Get Real About the Holidays:
Perfect holidays are not something you can order out of a glossy catalog, complete with a loveable cast of relatives and camera-ready food and drink. Special gatherings like Thanksgiving, Hanukkah, and Christmas can generate holiday stress in any family. When you add breast cancer to the hype and picture-postcard expectations of the holidays, you may get swamped. Plan carefully, set some priorities, and take the holidays easy this year. Here’s some tips to cope with holiday stress.
Peace, Love, and Health:
Your health comes first, no matter what the special occasion may be. Talk to those closest to you about your expectations for the holidays. Take into account the possibility of germs and infections that visitors may unintentionally bring along. If you need to limit contact with family and friends, make this clear – it is about keeping your health safe and not about avoiding irritating cousins. Appoint someone to be in charge of making sure that you can escape when your energy plummets or your emotions melt. Plan visits to include times of peace and rest. Enjoy the holiday, but know that you do not have to be the life of the party this year.
Downsize, Simplify, and Say No:
Set aside all the commercial imagery of groaning tables of food, served in the best china and silver – unless you’ve got a house full of servants. Pick essential dishes that make your holiday meal memorable and stick to those. Ask family and friends to bring the food or to come over and do the cooking. Instead of spending time and energy on perfect place settings, ask a couple of people to set out the everyday plates and forks, line up the food, and have a buffet. If a self-serve meal won’t work for you, perhaps someone could pre-load the plates. Let some lucky people clear the dishes and do the washing-up. If there’s a chance to go out and attend a concert or go to the theater after the big meal, feel free to say “no” if you don’t have the energy. Only you know what you are able to do and how you feel.

#### [Data shown]
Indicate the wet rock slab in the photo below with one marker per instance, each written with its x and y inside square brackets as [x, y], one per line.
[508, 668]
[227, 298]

#### [Task list]
**a)** Summarize the text on coping with the holidays in two sentences.
**b)** In the text on coping with the holidays, what is the appointed person supposed to be in charge of?
**c)** Pick up the text on coping with the holidays after its last sentence and keep writing.
The data are separate material from the text on coping with the holidays.

#### [Written answers]
**a)** Holiday gatherings can cause stress, especially with breast cancer, so the text urges careful planning, setting priorities, and taking things easy. It advises putting health first by limiting contact when needed and planning time to rest, and simplifying by keeping to essential dishes, letting others cook and clean, and saying no to outings when energy is low.

**b)** Making sure that you can escape when your energy plummets or your emotions melt.

**c)**
Eat, Drink, and Be Smart:
There will be many temptations to step away from your anticancer diet during the holidays. But since cancer doesn’t take vacations, guard your health by making a toast without alcohol or big doses of caffeine. Enjoy whole grains and vegetables while taking small portions of red meats. Go for fruit-based sweets rather than sugary baked goods. Give yourself a small treat here and there, but be wise about portions and choices.
Walk, Stretch, and Play:
After the big meal most folks feel like having a nap – but if you take a brief walk outside (weather permitting) and move around for a while, it aids digestion and lifts your mood. If there is snow, sleet, or rain coming down – or it’s just too plain cold out there – try some gentle stretches from the discipline of yoga or Tai Chi. Put on some good music, break out the board games, and gather up some willing players. Avoiding the television gives you a chance to have some real conversation together as well as having fun!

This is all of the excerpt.